▶ _Task item_
From the line with "Where can the dark background" to the last line of the data below, repeat every line exactly and add nothing.

▶ _Referring expression pointing data_

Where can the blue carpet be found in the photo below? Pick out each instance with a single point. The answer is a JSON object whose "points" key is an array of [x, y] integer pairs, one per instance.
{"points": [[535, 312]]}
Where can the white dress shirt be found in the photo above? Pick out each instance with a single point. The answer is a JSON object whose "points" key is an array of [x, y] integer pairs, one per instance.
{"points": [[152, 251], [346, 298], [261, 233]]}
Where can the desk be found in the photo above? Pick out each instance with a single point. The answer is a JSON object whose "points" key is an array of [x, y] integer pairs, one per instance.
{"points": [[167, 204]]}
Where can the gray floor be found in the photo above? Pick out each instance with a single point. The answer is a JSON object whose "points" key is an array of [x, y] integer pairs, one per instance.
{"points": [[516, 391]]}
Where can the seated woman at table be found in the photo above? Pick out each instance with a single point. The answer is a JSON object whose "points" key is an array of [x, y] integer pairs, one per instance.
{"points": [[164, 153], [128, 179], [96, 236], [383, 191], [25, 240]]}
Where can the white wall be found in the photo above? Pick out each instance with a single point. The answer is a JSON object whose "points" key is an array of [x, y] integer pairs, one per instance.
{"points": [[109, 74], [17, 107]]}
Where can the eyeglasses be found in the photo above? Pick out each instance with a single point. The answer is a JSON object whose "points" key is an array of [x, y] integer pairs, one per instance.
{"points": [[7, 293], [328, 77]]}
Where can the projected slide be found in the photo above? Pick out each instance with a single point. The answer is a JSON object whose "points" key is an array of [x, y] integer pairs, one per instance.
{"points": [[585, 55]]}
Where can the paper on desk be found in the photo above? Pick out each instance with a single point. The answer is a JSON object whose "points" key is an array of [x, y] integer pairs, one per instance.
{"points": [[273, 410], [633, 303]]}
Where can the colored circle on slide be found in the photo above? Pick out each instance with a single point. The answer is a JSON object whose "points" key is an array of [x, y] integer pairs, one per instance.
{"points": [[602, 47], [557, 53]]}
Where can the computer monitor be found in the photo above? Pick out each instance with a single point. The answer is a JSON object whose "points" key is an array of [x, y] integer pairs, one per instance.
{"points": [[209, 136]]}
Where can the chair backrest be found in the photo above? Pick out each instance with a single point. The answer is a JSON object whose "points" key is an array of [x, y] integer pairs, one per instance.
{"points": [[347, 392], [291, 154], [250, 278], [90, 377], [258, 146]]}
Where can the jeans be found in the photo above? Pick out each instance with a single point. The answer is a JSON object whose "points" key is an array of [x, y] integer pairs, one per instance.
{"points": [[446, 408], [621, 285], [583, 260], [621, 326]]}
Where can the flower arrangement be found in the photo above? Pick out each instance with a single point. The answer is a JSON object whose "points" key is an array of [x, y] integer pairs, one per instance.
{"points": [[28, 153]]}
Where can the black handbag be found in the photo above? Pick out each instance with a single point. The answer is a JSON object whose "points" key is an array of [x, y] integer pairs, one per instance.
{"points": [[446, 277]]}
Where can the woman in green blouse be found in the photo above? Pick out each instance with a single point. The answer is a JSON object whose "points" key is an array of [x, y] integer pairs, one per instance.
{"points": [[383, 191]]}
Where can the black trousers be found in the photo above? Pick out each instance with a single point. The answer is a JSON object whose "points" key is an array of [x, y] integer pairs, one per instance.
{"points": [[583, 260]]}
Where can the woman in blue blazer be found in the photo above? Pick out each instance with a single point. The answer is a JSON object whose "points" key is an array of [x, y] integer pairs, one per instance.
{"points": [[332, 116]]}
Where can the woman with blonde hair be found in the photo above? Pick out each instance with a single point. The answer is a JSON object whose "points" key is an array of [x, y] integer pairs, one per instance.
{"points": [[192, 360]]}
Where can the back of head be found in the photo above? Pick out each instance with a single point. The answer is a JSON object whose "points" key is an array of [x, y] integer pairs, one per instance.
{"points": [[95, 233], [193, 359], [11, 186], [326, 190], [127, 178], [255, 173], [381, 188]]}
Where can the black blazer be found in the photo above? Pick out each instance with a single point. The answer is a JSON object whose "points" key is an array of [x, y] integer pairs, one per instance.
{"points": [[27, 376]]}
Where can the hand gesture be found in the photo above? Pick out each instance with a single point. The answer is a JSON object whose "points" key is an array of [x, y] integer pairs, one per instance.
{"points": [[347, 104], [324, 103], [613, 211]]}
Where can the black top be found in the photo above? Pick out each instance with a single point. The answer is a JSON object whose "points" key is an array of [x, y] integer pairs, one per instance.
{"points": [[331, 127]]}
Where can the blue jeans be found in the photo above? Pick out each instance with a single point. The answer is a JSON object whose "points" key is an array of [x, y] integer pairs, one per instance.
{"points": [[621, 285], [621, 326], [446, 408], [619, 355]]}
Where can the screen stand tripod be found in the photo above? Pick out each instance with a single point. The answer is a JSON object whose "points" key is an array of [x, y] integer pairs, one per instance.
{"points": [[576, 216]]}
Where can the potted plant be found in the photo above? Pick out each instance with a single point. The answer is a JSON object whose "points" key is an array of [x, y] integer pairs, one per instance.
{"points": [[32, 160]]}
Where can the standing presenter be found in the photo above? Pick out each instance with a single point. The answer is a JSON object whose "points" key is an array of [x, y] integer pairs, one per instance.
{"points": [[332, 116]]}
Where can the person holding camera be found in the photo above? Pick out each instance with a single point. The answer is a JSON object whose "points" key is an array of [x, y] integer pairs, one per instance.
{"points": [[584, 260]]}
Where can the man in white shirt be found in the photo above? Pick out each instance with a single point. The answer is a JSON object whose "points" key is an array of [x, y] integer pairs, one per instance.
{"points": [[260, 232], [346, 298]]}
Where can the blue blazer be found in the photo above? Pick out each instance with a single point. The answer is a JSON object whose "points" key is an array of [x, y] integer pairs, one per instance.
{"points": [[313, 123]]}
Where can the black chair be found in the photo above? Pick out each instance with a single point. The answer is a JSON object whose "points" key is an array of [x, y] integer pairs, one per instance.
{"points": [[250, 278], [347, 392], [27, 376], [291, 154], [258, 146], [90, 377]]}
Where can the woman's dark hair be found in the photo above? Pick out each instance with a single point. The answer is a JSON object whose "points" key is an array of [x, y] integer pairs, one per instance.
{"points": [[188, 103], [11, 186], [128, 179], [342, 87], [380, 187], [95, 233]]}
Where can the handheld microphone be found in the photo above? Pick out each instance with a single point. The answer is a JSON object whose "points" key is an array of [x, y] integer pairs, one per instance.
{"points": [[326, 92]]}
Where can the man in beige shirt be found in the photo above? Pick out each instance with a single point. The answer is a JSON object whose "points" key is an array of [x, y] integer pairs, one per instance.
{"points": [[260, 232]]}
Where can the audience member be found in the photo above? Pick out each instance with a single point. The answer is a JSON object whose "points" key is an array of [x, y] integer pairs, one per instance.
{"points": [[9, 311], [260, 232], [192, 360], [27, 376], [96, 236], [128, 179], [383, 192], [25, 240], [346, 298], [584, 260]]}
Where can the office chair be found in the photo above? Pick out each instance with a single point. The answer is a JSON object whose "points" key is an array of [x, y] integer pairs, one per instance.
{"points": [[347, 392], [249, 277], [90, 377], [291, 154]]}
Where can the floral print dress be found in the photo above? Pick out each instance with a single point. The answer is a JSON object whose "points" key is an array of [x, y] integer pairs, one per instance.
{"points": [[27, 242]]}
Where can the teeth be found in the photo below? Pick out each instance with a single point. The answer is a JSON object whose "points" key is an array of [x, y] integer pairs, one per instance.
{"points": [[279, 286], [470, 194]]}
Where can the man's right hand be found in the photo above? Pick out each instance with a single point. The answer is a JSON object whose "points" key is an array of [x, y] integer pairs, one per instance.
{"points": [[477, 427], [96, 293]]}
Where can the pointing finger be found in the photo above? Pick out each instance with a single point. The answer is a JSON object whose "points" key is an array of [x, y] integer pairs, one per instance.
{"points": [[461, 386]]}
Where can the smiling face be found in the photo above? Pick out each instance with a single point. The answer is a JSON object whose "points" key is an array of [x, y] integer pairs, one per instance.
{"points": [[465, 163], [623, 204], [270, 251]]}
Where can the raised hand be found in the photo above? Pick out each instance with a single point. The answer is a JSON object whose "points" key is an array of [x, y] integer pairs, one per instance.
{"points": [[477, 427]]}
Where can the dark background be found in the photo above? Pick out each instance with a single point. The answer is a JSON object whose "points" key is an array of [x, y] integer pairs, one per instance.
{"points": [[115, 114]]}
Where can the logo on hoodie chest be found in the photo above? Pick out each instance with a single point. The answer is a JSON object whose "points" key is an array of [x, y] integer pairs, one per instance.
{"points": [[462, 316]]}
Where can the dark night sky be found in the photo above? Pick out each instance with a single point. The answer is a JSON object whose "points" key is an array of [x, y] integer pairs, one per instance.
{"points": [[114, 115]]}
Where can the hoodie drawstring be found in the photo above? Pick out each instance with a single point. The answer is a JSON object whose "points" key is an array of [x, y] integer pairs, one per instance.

▶ _Response box_
Where can the dark background be found in the photo above? Pick out each instance with a single point. The answer is a JSON object whose "points" key is an array of [x, y] integer pairs, one per instance.
{"points": [[115, 114]]}
Where can the logo on hoodie chest be found in the photo above? Pick out each instance with a single point. The answer is a JSON object whose "points" key is an array of [x, y] integer pairs, one per instance.
{"points": [[462, 316]]}
Where can the dark night sky be found in the photo above? Pick out each instance with a single point. The answer is a JSON object whose "points" key is an array of [x, y] integer pairs, one per instance.
{"points": [[114, 115]]}
Where can the hoodie drawstring be found in the photo above? Pick out each instance with a single point. The answer is a JSON object whose "points" key is an array of [x, y] integer pairs, one per instance.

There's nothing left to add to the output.